- _Exercise passage_:
When it comes to getting old, some of us are a lot better at it than others. If I'm going to live to be 95 I would much prefer to be healthy, cogent and content. So I want to know the secrets of the healthy and very old.

Fortunately, scientists are starting to figure that out, "The good news is that there's a lot we can do about it," says Dr. Luigi Ferrucci, a geriatrician and scientific director at the National Institute on Aging. He wants to see more and more people in that state of "aging grace."

I've been thinking a lot about what makes for a robust old age because my dad just turned 95. On his birthday, he pruned trees in the yard, took a walk, played a little online solitaire and had dinner with the family. We stayed up late and laughed a lot. Last week he did his taxes — the old-fashioned way, with a pencil, a calculator and a stack of IRS forms.

Jim Shute is 95 and still wielding a mean pole saw.

Jim Shute is 95 and still wielding a mean pole saw.

Nancy Shute/NPR

Clearly Dad has genetics in his favor; his father lived to be 97. But genes aren't fate, Ferrucci says: "There's some destiny; we are children of our genome and what we inherit from our parents. But we can do a lot to avoid the destiny that was predisposed to us."

Studies have found that genes are a factor in extreme longevity just about 20 percent of the time, but being physically healthy while very old is much more likely to run in families. Clearly those families must be doing something right.

To find out, in 2009 the NIH launched the IDEAL study, which focuses on the families of people who were able to delay or evade ill health in their 80s and beyond.

They've already gotten some physiological clues. Healthy old people are much more likely to have a lower resting metabolic rate, Ferrucci says, which means that their bodies are still working efficiently. "They have energy left for other activities," he says. "It allows them to do many, many things during daily life."

- _Things to do_:
1. In the article on healthy aging, what year did the NIH launch the IDEAL study?
2. In the article on healthy aging, reproduce the stretch from "Studies have found" through "80s and beyond." word for word.
3. Resume the article on healthy aging after its last sentence and carry it forward.
The material has no connection to the article on healthy aging.

- _Information given_:
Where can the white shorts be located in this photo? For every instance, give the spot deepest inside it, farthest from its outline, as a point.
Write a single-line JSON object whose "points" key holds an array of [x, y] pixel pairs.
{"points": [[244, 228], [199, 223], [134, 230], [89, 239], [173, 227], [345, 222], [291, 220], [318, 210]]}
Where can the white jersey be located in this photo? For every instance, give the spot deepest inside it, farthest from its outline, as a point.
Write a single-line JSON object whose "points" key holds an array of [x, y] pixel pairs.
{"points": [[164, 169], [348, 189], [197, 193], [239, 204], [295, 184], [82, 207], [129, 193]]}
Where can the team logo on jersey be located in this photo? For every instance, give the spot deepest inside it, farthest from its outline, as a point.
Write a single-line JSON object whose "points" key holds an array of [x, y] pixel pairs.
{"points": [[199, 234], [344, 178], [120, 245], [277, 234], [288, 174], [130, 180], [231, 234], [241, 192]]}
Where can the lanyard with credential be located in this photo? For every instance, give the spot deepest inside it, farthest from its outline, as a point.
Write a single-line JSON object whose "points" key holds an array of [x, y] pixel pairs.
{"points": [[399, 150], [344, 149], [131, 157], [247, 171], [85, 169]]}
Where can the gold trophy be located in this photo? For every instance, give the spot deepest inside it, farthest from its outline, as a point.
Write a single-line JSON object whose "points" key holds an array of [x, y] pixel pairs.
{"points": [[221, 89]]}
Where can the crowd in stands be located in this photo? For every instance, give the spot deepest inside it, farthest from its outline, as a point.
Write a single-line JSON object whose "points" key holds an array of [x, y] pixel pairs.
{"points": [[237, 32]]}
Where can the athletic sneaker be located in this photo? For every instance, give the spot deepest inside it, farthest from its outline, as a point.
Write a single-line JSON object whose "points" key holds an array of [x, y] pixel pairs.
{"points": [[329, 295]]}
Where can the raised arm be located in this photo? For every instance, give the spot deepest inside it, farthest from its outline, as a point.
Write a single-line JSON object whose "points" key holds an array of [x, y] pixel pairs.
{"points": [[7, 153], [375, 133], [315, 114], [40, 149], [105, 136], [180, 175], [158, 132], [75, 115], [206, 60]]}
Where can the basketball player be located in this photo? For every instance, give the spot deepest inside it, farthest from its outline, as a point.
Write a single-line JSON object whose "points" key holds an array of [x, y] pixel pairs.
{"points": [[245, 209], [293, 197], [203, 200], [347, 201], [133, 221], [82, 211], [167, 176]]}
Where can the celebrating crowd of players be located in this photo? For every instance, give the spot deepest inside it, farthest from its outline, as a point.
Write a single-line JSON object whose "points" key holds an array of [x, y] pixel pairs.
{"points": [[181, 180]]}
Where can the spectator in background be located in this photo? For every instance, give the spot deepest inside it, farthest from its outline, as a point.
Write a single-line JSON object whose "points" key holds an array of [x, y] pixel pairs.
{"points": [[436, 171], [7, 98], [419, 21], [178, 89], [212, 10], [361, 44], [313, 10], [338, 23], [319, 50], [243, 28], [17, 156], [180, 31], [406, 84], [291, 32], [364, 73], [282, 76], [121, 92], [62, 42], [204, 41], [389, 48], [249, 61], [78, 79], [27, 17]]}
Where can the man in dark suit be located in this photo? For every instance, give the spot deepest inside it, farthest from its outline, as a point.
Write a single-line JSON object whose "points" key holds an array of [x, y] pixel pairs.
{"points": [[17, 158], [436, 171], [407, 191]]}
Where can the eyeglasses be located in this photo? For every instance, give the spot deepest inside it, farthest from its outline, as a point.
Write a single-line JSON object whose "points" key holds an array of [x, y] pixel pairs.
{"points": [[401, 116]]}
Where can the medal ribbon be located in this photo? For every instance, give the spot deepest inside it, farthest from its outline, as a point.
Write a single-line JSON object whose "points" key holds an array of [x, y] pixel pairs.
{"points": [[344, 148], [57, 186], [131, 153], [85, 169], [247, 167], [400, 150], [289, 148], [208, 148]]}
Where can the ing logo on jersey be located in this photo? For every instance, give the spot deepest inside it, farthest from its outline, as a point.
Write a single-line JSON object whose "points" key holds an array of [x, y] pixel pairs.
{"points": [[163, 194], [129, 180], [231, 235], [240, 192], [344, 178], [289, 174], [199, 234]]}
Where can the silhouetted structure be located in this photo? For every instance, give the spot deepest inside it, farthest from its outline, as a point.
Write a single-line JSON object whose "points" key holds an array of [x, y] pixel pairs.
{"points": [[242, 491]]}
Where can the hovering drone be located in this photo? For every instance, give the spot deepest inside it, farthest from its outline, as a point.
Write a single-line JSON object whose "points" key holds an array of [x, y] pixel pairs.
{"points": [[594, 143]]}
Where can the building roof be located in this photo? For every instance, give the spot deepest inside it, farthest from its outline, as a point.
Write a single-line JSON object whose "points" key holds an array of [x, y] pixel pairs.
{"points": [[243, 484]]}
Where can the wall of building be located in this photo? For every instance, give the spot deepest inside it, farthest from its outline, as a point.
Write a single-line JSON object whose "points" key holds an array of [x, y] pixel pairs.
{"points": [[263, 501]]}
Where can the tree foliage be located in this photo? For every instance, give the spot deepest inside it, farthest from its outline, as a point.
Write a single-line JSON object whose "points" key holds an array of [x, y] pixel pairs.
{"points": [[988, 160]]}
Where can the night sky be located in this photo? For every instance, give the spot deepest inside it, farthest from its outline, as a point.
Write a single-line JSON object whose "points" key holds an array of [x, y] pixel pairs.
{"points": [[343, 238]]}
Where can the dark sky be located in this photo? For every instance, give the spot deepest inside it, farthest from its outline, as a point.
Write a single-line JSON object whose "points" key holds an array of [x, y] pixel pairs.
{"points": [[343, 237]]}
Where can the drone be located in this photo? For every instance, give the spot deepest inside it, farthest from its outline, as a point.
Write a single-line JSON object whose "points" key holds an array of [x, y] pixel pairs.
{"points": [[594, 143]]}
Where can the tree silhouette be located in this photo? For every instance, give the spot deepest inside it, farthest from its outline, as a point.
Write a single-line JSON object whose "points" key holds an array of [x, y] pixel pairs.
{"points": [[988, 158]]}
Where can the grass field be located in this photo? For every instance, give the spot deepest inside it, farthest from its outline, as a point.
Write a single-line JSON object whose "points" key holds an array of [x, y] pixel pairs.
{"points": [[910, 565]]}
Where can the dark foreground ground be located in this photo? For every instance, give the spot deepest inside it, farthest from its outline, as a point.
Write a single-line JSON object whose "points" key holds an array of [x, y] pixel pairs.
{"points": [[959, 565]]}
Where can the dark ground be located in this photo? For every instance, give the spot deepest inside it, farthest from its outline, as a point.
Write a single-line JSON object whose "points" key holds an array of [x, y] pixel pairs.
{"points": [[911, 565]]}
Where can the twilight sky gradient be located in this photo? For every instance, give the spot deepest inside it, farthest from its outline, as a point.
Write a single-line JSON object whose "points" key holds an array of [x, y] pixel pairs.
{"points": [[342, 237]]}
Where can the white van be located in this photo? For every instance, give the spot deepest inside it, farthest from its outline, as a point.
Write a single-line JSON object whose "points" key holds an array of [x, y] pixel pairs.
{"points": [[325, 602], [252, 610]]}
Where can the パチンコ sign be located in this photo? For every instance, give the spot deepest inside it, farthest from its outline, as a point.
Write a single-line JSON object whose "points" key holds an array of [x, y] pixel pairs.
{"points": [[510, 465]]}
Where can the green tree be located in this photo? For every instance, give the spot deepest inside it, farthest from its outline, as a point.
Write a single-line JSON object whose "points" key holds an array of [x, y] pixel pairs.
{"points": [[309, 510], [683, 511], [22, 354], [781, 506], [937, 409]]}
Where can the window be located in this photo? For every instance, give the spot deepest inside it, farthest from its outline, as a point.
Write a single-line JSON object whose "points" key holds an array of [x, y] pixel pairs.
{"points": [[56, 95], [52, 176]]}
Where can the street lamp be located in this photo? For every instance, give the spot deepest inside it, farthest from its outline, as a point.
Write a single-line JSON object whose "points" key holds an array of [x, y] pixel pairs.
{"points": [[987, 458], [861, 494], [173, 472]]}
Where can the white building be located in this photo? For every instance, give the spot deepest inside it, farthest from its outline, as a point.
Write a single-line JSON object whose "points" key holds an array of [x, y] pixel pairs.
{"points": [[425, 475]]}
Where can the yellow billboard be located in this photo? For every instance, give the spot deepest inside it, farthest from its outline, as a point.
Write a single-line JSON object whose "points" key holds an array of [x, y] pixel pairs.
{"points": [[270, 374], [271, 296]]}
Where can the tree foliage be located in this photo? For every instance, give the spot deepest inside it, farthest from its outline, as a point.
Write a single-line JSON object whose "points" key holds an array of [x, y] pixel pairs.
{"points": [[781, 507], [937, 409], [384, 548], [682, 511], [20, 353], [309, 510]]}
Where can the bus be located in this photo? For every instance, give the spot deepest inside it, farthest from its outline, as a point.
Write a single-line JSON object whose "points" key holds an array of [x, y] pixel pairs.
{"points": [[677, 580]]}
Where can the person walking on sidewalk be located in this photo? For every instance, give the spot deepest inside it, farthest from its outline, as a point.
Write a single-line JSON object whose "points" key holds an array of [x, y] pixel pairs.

- _Responses in order_:
1. 2009

2.
Studies have found that genes are a factor in extreme longevity just about 20 percent of the time, but being physically healthy while very old is much more likely to run in families. Clearly those families must be doing something right.

To find out, in 2009 the NIH launched the IDEAL study, which focuses on the families of people who were able to delay or evade ill health in their 80s and beyond.

3.
The lucky ones also tend to have fasting glucose numbers more typical of people in their 20s. Obesity and lack of exercise increase the risk of insulin resistance, so keeping weight under control and staying active from early adulthood can help there, Ferrucci says. Medications like metformin for people with insulin resistance help, too. "There's a lot you can do to manage your insulin resistance as soon as you realize it's there."

Other studies, including the landmark Baltimore Longitudinal Study on Aging, have found that participants' attitude about the inevitable losses of aging matters, too.

"Some of them thought that aging sucks — your friends die, you get disease, you can't do whatever you want, you can't eat and drink what you like," Ferrucci says. "But others thought aging was not so bad." And people who had a positive view of aging at age 40 had significantly less cardiovascular disease later on.

"How that works will require a lot more work from us," Ferrucci says. "But clearly these people have found ways of behaving and thinking and interacting with the environment and other people that works for them."

I have no idea what my dad's fasting glucose level is, but I've got to think that still doing his own yardwork and playing duplicate bridge has got to play a role in his good health. That and the fact that when I ask him how he's doing he says "fantastic," even when I know that's a stretch.

My chat with Ferrucci has made my realize that I shouldn't count on lucky genes to give me a free pass. He envisions a day when the science on aging will have become so good that young men and women would get individualized prescriptions on reducing risk. But for now, I think it's time for me to hit "publish" and go out for a walk. That would be fantastic.